(Stored data entries)
§

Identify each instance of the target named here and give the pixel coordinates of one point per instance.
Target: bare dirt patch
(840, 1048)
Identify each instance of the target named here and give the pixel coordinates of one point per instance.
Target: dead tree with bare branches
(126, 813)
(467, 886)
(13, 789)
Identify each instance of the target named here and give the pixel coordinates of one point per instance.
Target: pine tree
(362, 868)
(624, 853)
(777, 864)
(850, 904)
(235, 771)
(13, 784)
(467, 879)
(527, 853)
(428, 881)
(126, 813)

§

**ASSIGNMENT:** The records above need to be written out once more, exactly.

**RESULT:**
Identify each instance of the target named here and give the pixel coordinates of one point per instance.
Target: bare dirt patch
(840, 1048)
Identify each instance of the target named here and give the pixel coordinates of one point per instance.
Target: dead tree with bare branches
(126, 813)
(467, 886)
(13, 789)
Identify each instance of the target named here and give the pixel coordinates of one point per instance.
Target: pine tree
(362, 868)
(624, 853)
(777, 864)
(850, 904)
(235, 771)
(13, 784)
(467, 879)
(527, 853)
(428, 881)
(126, 813)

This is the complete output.